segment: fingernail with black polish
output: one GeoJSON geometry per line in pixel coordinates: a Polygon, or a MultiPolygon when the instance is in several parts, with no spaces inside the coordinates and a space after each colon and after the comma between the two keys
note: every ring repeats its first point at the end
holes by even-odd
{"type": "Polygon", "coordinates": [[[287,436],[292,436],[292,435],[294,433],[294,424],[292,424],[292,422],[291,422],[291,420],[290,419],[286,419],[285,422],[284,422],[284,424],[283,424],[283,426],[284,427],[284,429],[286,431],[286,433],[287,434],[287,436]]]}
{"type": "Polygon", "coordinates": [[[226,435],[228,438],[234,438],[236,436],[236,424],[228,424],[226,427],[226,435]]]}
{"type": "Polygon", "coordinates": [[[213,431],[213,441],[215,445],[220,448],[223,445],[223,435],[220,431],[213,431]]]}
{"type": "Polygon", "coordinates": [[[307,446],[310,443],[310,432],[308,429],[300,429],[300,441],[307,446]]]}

━━━━━━

**PROBLEM STATEMENT:** Rewrite all the entries above as a numbered list, leaving out any blank lines.

**REPLY:**
1. segment: fingernail with black polish
2. output: one GeoJSON geometry per line in pixel coordinates: a Polygon, or a MultiPolygon when the instance is in several parts, with no spaces inside the coordinates and a space after each colon and after the comma between the two keys
3. note: every ring repeats its first point at the end
4. holes by even-odd
5. {"type": "Polygon", "coordinates": [[[287,436],[292,436],[292,435],[294,433],[294,424],[292,424],[292,422],[291,422],[291,420],[290,419],[286,419],[285,422],[284,422],[284,424],[283,424],[283,426],[284,427],[284,429],[286,431],[286,433],[287,434],[287,436]]]}
6. {"type": "Polygon", "coordinates": [[[226,435],[228,438],[234,438],[236,436],[236,424],[228,424],[226,427],[226,435]]]}
7. {"type": "Polygon", "coordinates": [[[213,431],[213,441],[215,445],[220,448],[223,445],[223,435],[220,431],[213,431]]]}
8. {"type": "Polygon", "coordinates": [[[307,446],[310,443],[310,432],[308,429],[300,429],[300,441],[307,446]]]}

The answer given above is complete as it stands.